> **Text excerpt**
________________________

Geopolitics in the era of Cold War 2.0

As China assumes the presidency of the UN Security Council and the Presidents of China and the US meet in San Francisco on the sidelines of APEC summit this month, the two superpowers are expected to take serious steps to bring the conflicting parties— Israel-Palestine and Russia-Ukraine— into negotiating table for tangible outcomes.

As compliant partners and rational competitors, the two giants should work for the greater good of society, humankind and the universe, keeping in mind that they will be able to retain their prime positions only through decent leadership, equable and nimble rationality, amity and cooperation. 

Globalization and a corresponding drive toward neoliberalism had a role in shaping the global political order in the past. At present, the intricacy of ‘techno-geopolitics’ and ‘techno-nationalism’ is making a sway in digital, economic, social and democratic order thereby impelling a new global order.

‘Democracy’ is said to be in decline in many parts of the world, while its global state is ‘complex’, ‘fluid’ and ‘unequal’ in 2023 (Global State of Democracy Initiative). Considered to be a process rather than a “system” or any form of institution, democracy can come to a halt when it encounters critical threats from any actor— be it human or machine.

 “The human being ranks higher than machines and technology”, reads Article 12, Section 1 of the 1947 Constitution of Bremen, an entity of the German federal state, perhaps foreseeing the prospective supremacy of machines (AI) over humans. 

An Open Letter titled “Pause Giant AI Experiments” originally signed by a 1000-plus tech, social and AI leaders around the world on March 22, 2023 has garnered more than 33700 signatures, including that of this author. 

It reads, “Contemporary AI systems are now becoming human-competitive at general tasks, and we must ask ourselves: Should we let machines flood our information channels with propaganda and untruth? Should we automate away all the jobs, including the fulfilling ones? Should we develop nonhuman minds that might eventually outnumber, outsmart, obsolete and replace us? Should we risk the loss of control over our civilization? Such decisions must not be delegated to unelected tech leaders. Powerful AI systems should be developed only once we are confident that their effects will be positive and their risks manageable…”

________________________

> **Work request**
Please write the next few paragraphs of the article on geopolitics in the era of Cold War 2.0, picking up after the quoted open letter on AI.

> **Source records**
________________________

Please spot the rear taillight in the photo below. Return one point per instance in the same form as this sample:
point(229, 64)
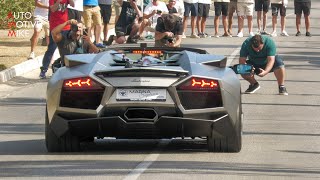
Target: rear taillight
point(199, 84)
point(82, 93)
point(199, 93)
point(83, 83)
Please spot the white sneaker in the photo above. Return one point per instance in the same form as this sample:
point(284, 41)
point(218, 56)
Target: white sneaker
point(194, 36)
point(31, 56)
point(284, 33)
point(274, 34)
point(240, 34)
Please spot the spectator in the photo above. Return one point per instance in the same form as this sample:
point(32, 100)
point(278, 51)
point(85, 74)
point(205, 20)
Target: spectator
point(190, 6)
point(261, 51)
point(153, 10)
point(245, 8)
point(203, 13)
point(231, 9)
point(76, 11)
point(58, 15)
point(168, 31)
point(40, 22)
point(305, 7)
point(73, 41)
point(92, 16)
point(262, 5)
point(179, 5)
point(171, 8)
point(221, 7)
point(276, 6)
point(128, 23)
point(117, 9)
point(106, 11)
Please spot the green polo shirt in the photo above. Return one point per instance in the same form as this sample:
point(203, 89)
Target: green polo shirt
point(258, 58)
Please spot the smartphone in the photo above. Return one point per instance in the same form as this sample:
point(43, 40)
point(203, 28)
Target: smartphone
point(242, 68)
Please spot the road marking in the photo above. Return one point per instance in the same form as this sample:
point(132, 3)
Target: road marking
point(140, 168)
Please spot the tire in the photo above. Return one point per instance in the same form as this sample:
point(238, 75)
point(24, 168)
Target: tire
point(65, 143)
point(229, 143)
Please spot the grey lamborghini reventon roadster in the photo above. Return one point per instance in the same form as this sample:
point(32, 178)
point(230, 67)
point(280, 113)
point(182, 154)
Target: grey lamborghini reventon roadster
point(144, 92)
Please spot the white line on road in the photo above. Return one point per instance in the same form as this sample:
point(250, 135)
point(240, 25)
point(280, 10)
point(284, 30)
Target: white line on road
point(140, 168)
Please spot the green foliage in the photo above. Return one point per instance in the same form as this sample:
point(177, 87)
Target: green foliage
point(13, 6)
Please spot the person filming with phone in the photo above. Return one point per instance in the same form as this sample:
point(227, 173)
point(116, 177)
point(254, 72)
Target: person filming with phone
point(261, 54)
point(73, 41)
point(169, 31)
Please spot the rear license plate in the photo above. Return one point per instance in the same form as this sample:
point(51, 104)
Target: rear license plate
point(141, 95)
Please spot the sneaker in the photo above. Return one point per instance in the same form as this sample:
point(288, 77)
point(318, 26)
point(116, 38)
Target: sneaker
point(252, 88)
point(308, 34)
point(194, 36)
point(263, 32)
point(226, 35)
point(31, 56)
point(184, 36)
point(284, 33)
point(100, 45)
point(42, 74)
point(240, 34)
point(274, 34)
point(283, 90)
point(206, 34)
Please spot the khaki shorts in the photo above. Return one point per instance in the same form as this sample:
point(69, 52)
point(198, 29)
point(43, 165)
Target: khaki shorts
point(91, 15)
point(117, 8)
point(245, 9)
point(232, 7)
point(41, 23)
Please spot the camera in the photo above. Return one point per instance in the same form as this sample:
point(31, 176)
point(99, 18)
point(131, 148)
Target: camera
point(74, 27)
point(170, 40)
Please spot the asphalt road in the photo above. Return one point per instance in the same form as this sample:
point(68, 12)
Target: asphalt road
point(281, 138)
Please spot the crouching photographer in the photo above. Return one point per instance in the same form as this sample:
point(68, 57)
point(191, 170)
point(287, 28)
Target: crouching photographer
point(72, 41)
point(169, 31)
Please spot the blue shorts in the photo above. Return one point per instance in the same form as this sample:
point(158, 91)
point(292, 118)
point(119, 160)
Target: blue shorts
point(278, 63)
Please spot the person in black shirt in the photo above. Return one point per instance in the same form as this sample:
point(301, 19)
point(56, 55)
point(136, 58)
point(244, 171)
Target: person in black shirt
point(169, 31)
point(73, 41)
point(171, 8)
point(128, 23)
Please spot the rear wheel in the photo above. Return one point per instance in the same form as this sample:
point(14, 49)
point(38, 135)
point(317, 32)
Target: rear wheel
point(65, 143)
point(229, 143)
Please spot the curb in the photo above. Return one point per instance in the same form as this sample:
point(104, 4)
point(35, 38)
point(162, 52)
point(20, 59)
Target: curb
point(21, 68)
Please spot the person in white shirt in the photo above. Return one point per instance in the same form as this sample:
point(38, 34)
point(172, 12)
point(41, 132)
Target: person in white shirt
point(203, 13)
point(245, 8)
point(40, 22)
point(150, 15)
point(221, 7)
point(276, 6)
point(190, 6)
point(76, 11)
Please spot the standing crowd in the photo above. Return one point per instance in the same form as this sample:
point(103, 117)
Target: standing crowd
point(75, 26)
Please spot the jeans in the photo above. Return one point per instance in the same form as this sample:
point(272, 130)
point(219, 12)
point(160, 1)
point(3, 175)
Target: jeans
point(48, 55)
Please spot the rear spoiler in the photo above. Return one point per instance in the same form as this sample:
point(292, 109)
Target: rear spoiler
point(78, 59)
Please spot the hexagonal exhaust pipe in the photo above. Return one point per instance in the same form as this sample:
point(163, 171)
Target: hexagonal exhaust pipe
point(141, 115)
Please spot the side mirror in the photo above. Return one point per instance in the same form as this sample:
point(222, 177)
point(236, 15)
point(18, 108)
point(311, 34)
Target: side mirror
point(242, 68)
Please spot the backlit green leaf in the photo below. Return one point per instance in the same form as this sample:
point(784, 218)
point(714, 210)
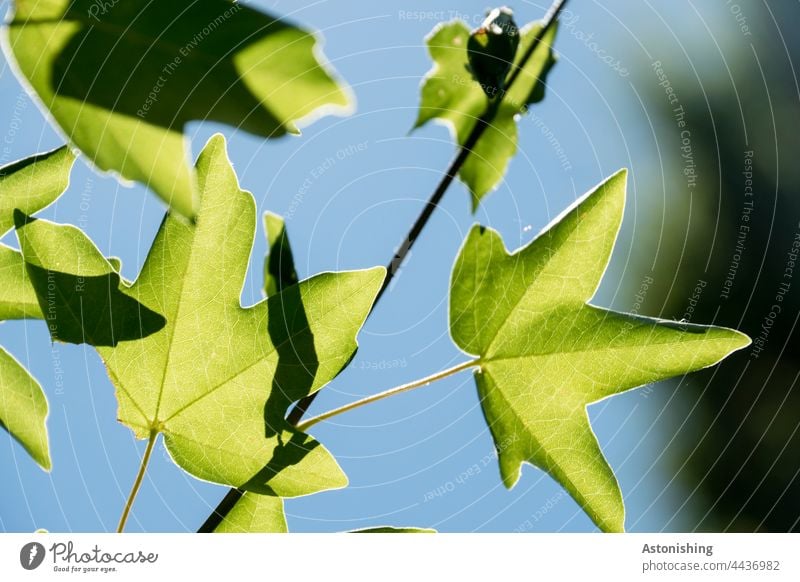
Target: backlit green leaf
point(451, 95)
point(254, 513)
point(279, 271)
point(122, 79)
point(23, 409)
point(30, 184)
point(218, 379)
point(545, 353)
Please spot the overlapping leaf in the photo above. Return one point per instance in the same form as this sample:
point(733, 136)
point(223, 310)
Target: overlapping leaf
point(254, 513)
point(121, 79)
point(449, 94)
point(217, 380)
point(30, 184)
point(545, 353)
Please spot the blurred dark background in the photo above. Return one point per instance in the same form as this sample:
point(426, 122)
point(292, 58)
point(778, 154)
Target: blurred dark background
point(724, 254)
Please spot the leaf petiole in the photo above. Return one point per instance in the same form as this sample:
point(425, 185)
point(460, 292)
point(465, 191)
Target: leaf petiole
point(138, 481)
point(303, 426)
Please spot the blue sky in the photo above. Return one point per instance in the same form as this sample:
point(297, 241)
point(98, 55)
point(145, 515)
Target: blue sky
point(351, 213)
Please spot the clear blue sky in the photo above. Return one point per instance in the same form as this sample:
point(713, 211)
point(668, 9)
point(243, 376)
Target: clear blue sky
point(353, 216)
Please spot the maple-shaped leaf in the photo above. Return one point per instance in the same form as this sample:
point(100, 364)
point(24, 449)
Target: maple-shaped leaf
point(30, 184)
point(451, 95)
point(121, 79)
point(545, 353)
point(217, 380)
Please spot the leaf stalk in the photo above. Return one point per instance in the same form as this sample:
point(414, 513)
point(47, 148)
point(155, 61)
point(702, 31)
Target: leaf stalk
point(305, 425)
point(137, 483)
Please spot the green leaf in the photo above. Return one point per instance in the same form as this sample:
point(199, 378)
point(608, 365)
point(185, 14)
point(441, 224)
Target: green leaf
point(451, 95)
point(390, 529)
point(79, 290)
point(122, 79)
point(218, 379)
point(545, 353)
point(30, 184)
point(23, 409)
point(279, 271)
point(254, 513)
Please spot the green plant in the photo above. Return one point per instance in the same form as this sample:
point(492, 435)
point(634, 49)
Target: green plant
point(538, 350)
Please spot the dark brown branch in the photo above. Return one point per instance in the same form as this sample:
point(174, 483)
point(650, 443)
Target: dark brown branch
point(484, 121)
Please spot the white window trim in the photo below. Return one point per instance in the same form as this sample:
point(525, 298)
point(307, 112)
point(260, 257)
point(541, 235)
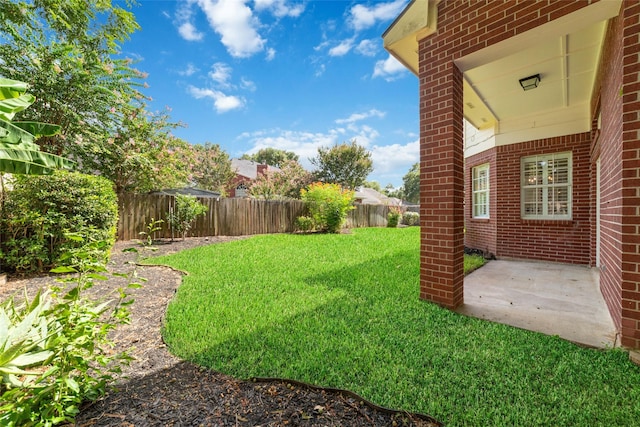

________________________

> **Response to this exercise**
Unlawful development and deployment of generative AI has heightened risks of weaponization of AI technology to the detriment of humanity and human civilizations. The extensive misuse of AI has been posing a serious threat to democracy and humanity through ‘deep-fakes’ or ‘scams’.

After a Covid-19 pandemic that continues to haunt humanity, the world is witnessing two major threats—the “tech threat” that is challenging the sovereignty of nations, posing crucial threats to democracy and impinging on personal sovereign dignity of individuals; and the “religious radicalism” that could foment civilizational clashes and lead to disastrous consequences like ethnic cleansing. These two threats can sweep human civilization by wreaking havoc around the world.

Civilization clashes—be it Hindu-Muslim conflicts or the Manipur violence in India, Islam-Christian tensions around the world after 9/11, Black-White racial clashes in the US, the Rohingya sweeping in Myanmar, ethnic conflicts in Africa or Middle-East or ethnic clashes between Azerbaijan and Armenians in the Nagorno-Karabakh, the  diplomatic fiasco between India and Canada that is deep-rooted to religious radicalism or the recent Hamas attack in Israel and the Israeli counter-attack that are fuelling Muslim-Jews clashes—all reflect domination of religion over religion, culture over culture, human over human, nation over nation, and civilization over civilization. These developments could permeate beyond national boundaries and end up challenging the existing global social, civilizational or democratic order. 

Transnational issues such as terrorism, war, crimes, financial issues, climate change, economic stability, energy and food security, intellectual property rights, cybersecurity, nuclear and AI threats, maritime security, poverty and pandemics are also causing chaos worldwide.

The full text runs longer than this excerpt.